# Lemond Sarthe for newbie???



## bullit_cn (Mar 14, 2006)

I love riding my steel Surly 1x1 and lately thought of owning a steel roadbike for training...

I like the look of Lemond Sarthe I saw on my LBS and thought of asking some of you guys whether this is a good one to start with...maybe race a bit in our area... 
Thanks...

Roadie to be


----------



## Allez Rouge (Jan 1, 1970)

Well, first of all, let's mention all the usual stuff about making sure the bike fits your body, fits your budget, etc etc etc.

That said, if you like the retro look, and want steel, the Sarthe would be a terrific choice (part of the problem being that there aren't all that many choices in production steel bikes these days). I've yet to read any comments from owners who didn't just absolutely love this model. 

I don't own one myself; but when it came time to acquire a stablemate for my aging '92 Allez about three months ago, I looked long and hard at a leftover 2005 Sarthe. It appealed to me partly because it was steel (as I said, increasingly harder to find on an LBS floor), partly because the 2005 model came with Campy and I wanted Campy this time around. I also really liked the Dreamsicle Orange color. In the end I went with a 2005 Buenos Aires, one of the steel/carbon "spine" LeMonds, mainly because I realized it would be more different from my Allez than the Sarthe, which was essentially just an updated version of what I was already riding. And I'm very pleased with my choice: I have no regrets at all. But I still like the Sarthe. I guess what I'm saying is that I wish I could have bought both.

▶ Set of tasks
**A.** Name every reason Allez Rouge gives in the Lemond Sarthe forum thread for why the leftover 2005 Sarthe was appealing.
**B.** Write the next part of the Lemond Sarthe forum thread, picking up after its final sentence.

▶ Extracted entries
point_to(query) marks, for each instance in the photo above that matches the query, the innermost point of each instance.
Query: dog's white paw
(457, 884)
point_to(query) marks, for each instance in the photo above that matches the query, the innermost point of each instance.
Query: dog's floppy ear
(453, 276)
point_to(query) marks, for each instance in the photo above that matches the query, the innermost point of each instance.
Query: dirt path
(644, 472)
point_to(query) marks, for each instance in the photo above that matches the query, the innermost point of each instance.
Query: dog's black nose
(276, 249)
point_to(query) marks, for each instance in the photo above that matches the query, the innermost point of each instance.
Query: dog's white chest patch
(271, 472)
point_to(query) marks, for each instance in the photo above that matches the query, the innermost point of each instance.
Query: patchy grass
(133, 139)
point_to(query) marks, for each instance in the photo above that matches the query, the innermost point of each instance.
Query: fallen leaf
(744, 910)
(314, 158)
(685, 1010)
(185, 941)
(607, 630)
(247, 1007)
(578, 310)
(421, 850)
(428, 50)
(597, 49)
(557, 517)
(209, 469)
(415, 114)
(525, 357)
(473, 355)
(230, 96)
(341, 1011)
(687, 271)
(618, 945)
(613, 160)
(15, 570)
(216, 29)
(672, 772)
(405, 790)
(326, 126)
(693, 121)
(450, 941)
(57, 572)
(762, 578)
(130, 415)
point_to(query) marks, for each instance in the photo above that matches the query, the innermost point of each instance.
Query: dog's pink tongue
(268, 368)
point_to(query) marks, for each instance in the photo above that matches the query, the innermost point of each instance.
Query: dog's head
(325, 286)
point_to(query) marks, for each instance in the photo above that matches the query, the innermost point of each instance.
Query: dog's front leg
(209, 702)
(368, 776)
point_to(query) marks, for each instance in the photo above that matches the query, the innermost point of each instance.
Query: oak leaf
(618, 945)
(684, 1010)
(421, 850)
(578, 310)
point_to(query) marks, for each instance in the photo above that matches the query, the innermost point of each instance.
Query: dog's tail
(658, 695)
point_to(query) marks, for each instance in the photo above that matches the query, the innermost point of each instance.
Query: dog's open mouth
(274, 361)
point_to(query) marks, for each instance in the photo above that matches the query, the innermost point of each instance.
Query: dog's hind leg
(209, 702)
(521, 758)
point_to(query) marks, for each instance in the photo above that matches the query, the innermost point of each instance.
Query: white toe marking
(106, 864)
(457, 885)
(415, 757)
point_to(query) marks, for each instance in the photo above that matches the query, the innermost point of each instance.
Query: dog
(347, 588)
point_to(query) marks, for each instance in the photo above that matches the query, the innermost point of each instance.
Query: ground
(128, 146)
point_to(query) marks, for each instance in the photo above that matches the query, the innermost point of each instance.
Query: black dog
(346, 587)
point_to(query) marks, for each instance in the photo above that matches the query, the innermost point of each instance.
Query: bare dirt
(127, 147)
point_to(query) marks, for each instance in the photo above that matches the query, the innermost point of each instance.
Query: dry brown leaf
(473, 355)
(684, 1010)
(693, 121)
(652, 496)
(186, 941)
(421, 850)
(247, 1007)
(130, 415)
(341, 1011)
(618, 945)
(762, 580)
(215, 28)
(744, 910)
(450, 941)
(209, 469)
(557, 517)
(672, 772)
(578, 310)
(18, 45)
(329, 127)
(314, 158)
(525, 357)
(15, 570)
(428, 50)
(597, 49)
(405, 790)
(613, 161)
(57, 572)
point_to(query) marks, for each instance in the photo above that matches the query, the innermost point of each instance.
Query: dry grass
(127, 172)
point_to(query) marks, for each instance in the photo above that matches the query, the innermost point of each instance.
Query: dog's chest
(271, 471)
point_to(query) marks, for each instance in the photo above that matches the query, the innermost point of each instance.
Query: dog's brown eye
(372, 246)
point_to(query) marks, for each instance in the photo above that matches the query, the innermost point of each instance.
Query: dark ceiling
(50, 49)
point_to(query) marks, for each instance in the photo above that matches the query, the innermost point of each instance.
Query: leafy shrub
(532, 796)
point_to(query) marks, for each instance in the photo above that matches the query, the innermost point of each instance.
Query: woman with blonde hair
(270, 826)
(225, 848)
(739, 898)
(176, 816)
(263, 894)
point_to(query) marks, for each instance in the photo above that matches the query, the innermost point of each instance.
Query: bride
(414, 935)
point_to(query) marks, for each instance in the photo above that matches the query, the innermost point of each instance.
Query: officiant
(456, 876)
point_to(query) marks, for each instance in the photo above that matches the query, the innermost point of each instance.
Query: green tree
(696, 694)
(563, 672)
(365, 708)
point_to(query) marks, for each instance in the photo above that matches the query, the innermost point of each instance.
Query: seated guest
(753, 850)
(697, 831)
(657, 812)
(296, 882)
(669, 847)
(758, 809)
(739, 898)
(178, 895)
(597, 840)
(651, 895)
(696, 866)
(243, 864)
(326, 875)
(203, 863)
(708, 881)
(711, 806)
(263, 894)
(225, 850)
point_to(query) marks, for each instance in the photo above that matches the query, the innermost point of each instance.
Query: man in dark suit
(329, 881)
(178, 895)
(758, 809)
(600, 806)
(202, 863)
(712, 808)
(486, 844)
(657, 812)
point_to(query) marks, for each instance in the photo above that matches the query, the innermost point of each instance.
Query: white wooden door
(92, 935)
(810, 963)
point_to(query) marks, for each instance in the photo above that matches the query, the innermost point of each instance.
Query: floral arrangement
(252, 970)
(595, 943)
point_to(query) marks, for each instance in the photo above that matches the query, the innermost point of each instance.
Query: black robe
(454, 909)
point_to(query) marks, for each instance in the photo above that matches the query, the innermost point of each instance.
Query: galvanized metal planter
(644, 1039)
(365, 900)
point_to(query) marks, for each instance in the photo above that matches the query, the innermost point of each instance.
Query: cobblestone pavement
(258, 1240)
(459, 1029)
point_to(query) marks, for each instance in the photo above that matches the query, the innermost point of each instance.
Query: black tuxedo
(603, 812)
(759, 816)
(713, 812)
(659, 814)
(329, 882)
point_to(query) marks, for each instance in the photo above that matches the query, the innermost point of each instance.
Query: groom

▶ Answers to the tasks
**A.**
- It was steel.
- The 2005 model came with Campy.
- It came in the Dreamsicle Orange color.

**B.**
The Sarthe is now a 105/Ultegra bike, which is great stuff ... not Dura-Ace, but it functions perfectly and doesn't cost like D-A, either. You might feel the urge to upgrade a few of the Bontrager bits over time, but even that's not really necessary except for the saddle, which many riders, myself included, find way too spongy.

Bottom line is, if the Sarthe appeals to you, fits, and is in your price range, I don't see how you can go wrong. There aren't that many truly BAD bikes out there these days; a big part of making the right choice is connecting on an emotional level. Sounds like you've already done that.


----------



## bullit_cn (Mar 14, 2006)

Great! so i guess, I did the right choice then...Thanks...


----------



## brad nicholson (Feb 11, 2004)

iw would like to get a new sarthe as well but don' t want the 105/ultegra group. i want veloce or da, not sure which. i wonder why this frame isn't available as a frameset?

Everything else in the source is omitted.